↓↓↓

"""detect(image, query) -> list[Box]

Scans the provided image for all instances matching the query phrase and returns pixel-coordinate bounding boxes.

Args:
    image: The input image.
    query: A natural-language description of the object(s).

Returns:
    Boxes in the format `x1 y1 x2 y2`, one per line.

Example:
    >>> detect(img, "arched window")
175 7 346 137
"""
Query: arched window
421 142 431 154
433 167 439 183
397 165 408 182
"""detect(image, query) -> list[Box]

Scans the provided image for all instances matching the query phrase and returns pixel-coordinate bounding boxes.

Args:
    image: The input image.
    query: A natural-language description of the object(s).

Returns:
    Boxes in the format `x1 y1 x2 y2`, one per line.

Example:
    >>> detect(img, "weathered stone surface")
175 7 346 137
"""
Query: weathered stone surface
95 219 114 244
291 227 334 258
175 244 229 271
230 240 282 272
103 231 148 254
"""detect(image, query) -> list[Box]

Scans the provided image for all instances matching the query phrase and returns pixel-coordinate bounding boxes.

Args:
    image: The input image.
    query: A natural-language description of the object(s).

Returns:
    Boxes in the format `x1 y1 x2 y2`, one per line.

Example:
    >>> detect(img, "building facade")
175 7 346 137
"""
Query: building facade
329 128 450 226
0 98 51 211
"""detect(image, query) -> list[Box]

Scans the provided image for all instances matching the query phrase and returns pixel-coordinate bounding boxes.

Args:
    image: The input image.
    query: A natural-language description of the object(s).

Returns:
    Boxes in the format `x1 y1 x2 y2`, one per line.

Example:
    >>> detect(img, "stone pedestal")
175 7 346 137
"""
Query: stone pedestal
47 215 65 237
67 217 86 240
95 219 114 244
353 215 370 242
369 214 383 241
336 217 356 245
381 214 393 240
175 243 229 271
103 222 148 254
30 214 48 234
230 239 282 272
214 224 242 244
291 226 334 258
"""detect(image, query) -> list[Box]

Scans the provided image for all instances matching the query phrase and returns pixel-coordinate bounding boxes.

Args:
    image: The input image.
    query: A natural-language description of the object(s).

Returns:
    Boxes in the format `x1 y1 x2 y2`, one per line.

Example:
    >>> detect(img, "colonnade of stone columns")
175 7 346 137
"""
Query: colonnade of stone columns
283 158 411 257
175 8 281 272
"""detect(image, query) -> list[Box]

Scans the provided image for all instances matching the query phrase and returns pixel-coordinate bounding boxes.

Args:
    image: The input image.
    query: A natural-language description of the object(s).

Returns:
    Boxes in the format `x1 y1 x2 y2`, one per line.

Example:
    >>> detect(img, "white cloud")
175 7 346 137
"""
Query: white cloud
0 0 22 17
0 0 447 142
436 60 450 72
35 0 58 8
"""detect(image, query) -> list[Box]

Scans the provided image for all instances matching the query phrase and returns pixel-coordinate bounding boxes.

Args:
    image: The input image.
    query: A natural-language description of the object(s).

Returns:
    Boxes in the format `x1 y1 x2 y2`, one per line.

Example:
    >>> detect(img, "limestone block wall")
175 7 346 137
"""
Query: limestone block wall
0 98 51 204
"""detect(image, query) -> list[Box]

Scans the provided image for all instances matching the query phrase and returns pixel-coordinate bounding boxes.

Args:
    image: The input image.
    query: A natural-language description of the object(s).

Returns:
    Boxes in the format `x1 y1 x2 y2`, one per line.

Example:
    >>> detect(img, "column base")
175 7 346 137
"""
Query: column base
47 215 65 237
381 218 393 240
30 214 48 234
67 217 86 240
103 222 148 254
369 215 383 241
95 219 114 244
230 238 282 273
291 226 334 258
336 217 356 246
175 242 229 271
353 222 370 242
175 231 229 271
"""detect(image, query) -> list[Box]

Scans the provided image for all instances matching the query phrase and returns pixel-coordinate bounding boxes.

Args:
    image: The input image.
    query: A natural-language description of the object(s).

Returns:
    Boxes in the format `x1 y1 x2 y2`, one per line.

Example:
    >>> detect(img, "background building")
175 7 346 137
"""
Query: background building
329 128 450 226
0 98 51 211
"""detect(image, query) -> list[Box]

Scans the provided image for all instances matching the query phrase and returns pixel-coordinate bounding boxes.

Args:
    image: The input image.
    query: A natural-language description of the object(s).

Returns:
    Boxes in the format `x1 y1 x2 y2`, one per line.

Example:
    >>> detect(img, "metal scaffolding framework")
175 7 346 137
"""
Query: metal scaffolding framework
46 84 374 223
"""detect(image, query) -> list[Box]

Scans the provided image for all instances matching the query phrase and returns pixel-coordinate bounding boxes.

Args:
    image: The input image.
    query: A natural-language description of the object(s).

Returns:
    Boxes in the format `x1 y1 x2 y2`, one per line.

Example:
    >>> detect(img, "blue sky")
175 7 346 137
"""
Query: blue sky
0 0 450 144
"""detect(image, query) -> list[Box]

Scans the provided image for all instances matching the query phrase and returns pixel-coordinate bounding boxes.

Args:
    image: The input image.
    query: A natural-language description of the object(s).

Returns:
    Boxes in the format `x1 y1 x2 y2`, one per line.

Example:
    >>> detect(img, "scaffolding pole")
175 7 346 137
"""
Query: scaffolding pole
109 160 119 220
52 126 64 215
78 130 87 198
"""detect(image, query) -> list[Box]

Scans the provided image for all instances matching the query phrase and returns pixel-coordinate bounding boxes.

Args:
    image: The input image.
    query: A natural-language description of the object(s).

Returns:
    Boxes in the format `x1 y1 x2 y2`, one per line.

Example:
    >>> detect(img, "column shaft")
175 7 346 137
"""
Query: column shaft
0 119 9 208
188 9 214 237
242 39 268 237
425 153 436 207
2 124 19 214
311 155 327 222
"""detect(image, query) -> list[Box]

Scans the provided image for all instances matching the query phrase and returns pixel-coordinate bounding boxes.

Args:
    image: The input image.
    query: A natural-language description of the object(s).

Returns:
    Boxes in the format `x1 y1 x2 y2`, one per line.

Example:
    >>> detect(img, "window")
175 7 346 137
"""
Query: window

↑↑↑

> _WORK INSTRUCTIONS_
Recast every line of the material above as a numbered list, omitting any blank lines.

> _TASK SOLUTION_
1. """detect(image, query) -> list[Box]
2. Scans the provided image for all instances matching the query phrase and returns pixel-coordinate bounding boxes.
3. Args:
4.     image: The input image.
5.     query: A natural-language description of the object(s).
6. Returns:
7.     Boxes in the format `x1 y1 x2 y2`, one per line.
8. Example:
9.     >>> detect(img, "arched window")
10. 175 7 346 137
11. """
12. Query: arched window
13. 421 142 431 154
14. 433 167 439 183
15. 397 165 408 182
16. """detect(image, query) -> list[Box]
17. Scans the provided image for all instances matching the query phrase and returns pixel-coordinate bounding boxes.
18. Args:
19.     image: The input image.
20.     query: A natural-language description of the object(s).
21. Returns:
22.     Boxes in the format `x1 y1 x2 y2`, one per line.
23. Example:
24.     >>> detect(img, "weathered stone surface")
25. 175 7 346 137
26. """
27. Query: weathered stone surface
28. 95 219 114 244
29. 291 227 334 258
30. 175 244 229 271
31. 230 240 282 272
32. 103 231 148 254
33. """detect(image, query) -> list[Box]
34. Scans the provided image for all instances matching the query phrase and returns pixel-coordinate bounding boxes.
35. Args:
36.     image: The input image.
37.     query: A natural-language description of the object(s).
38. Returns:
39.     Boxes in the format `x1 y1 x2 y2`, one per line.
40. Example:
41.     >>> detect(img, "building facade")
42. 175 7 346 137
43. """
44. Query: building facade
45. 329 128 450 226
46. 0 98 51 211
47. """detect(image, query) -> list[Box]
48. Scans the provided image for all instances matching the query phrase and returns pixel-coordinate bounding boxes.
49. Args:
50.     image: The input image.
51.     query: A natural-language description of the object(s).
52. Returns:
53.     Boxes in the format `x1 y1 x2 y2`, one per line.
54. Example:
55.     >>> detect(img, "stone pedestal")
56. 175 7 346 137
57. """
58. Query: stone pedestal
59. 47 215 65 237
60. 67 217 86 240
61. 95 219 114 244
62. 353 215 370 242
63. 369 214 383 241
64. 336 217 356 245
65. 381 214 393 240
66. 175 243 229 271
67. 103 222 148 254
68. 30 214 48 234
69. 230 239 282 272
70. 214 224 242 244
71. 291 226 334 258
72. """detect(image, query) -> list[Box]
73. Scans the provided image for all instances matching the query phrase and returns pixel-coordinate bounding boxes.
74. Args:
75.     image: The input image.
76.     query: A natural-language description of the object(s).
77. Returns:
78.     Boxes in the format `x1 y1 x2 y2`, one per line.
79. Example:
80.     >>> detect(img, "colonnade of stone columns")
81. 175 7 346 137
82. """
83. Query: colonnade of stone columns
84. 283 158 411 257
85. 175 8 281 272
86. """detect(image, query) -> list[Box]
87. Scans the provided image for all instances matching the query phrase and returns pixel-coordinate bounding boxes.
88. Args:
89.     image: The input image.
90.     query: A natural-language description of the object(s).
91. Returns:
92.     Boxes in the format `x1 y1 x2 y2`, one per line.
93. Example:
94.     >>> detect(img, "white cloud")
95. 175 7 346 137
96. """
97. Query: white cloud
98. 0 0 22 17
99. 0 0 447 142
100. 436 60 450 72
101. 35 0 58 8
102. """detect(image, query) -> list[Box]
103. Scans the provided image for all instances matching the query phrase and returns pixel-coordinate bounding boxes.
104. Args:
105.     image: The input image.
106.     query: A natural-language description of the object(s).
107. Returns:
108.     Boxes in the format `x1 y1 x2 y2`, one per line.
109. Example:
110.     >>> detect(img, "limestone block wall")
111. 175 7 346 137
112. """
113. Query: limestone block wall
114. 0 98 51 204
115. """detect(image, query) -> list[Box]
116. Scans the provided image for all instances matching the query phrase and returns pixel-coordinate bounding boxes.
117. Args:
118.     image: The input image.
119.     query: A natural-language description of the object(s).
120. Returns:
121.     Boxes in the format `x1 y1 x2 y2`, one per line.
122. Example:
123.     >>> detect(img, "column base")
124. 175 7 346 137
125. """
126. Query: column base
127. 47 215 65 237
128. 381 218 393 240
129. 30 214 48 234
130. 67 217 86 240
131. 103 222 148 254
132. 369 215 383 241
133. 95 219 114 244
134. 230 238 282 273
135. 291 226 334 258
136. 336 217 356 246
137. 175 242 229 271
138. 353 222 370 242
139. 175 231 229 271
140. """detect(image, query) -> list[Box]
141. Scans the provided image for all instances matching the query phrase and returns pixel-coordinate bounding boxes.
142. Args:
143.     image: The input image.
144.     query: A natural-language description of the object(s).
145. Returns:
146.     Boxes in the format `x1 y1 x2 y2`, one per line.
147. Example:
148.     >>> detect(img, "background building")
149. 175 7 346 137
150. """
151. Query: background building
152. 329 128 450 226
153. 0 98 51 211
154. """detect(image, query) -> list[Box]
155. Scans the provided image for all instances matching the query phrase and returns pixel-coordinate bounding boxes.
156. Args:
157.     image: The input image.
158.     query: A natural-language description of the object(s).
159. Returns:
160.     Boxes in the format `x1 y1 x2 y2`, one per line.
161. Example:
162.     >>> detect(img, "metal scaffolding framework")
163. 175 7 346 137
164. """
165. Query: metal scaffolding framework
166. 46 84 374 223
167. """detect(image, query) -> list[Box]
168. Scans the provided image for all instances matching the query phrase and returns pixel-coordinate bounding boxes.
169. Args:
170.     image: The input image.
171.     query: A natural-language description of the object(s).
172. Returns:
173.     Boxes in the format `x1 y1 x2 y2`, one per line.
174. Example:
175.     >>> detect(img, "blue sky")
176. 175 7 346 137
177. """
178. Query: blue sky
179. 0 0 450 144
180. """detect(image, query) -> list[Box]
181. Scans the provided image for all instances matching the query phrase and returns pixel-coordinate bounding boxes.
182. Args:
183.     image: The input image.
184.     query: A natural-language description of the object(s).
185. Returns:
186.     Boxes in the format `x1 y1 x2 y2`, one per line.
187. Example:
188.     >>> detect(img, "scaffolding pole")
189. 175 7 346 137
190. """
191. Query: scaffolding pole
192. 109 160 119 220
193. 52 126 64 215
194. 78 130 87 198
195. """detect(image, query) -> list[Box]
196. Scans the provided image for all instances matching the query phrase and returns pixel-coordinate bounding boxes.
197. Args:
198.     image: The input image.
199.     query: A natural-language description of the object(s).
200. Returns:
201.     Boxes in the format `x1 y1 x2 y2`, one per line.
202. Example:
203.     >>> detect(img, "column shaft")
204. 175 7 346 137
205. """
206. Query: column shaft
207. 0 119 9 208
208. 188 9 214 237
209. 242 39 268 237
210. 425 153 436 207
211. 2 124 19 214
212. 311 155 327 222
213. """detect(image, query) -> list[Box]
214. Scans the provided image for all instances matching the query phrase and returns pixel-coordinate bounding boxes.
215. Args:
216.     image: The input image.
217.     query: A natural-language description of the object(s).
218. Returns:
219.     Boxes in the format `x1 y1 x2 y2`, one per line.
220. Example:
221.     >>> detect(img, "window")
222. 175 7 346 137
223. """
224. Query: window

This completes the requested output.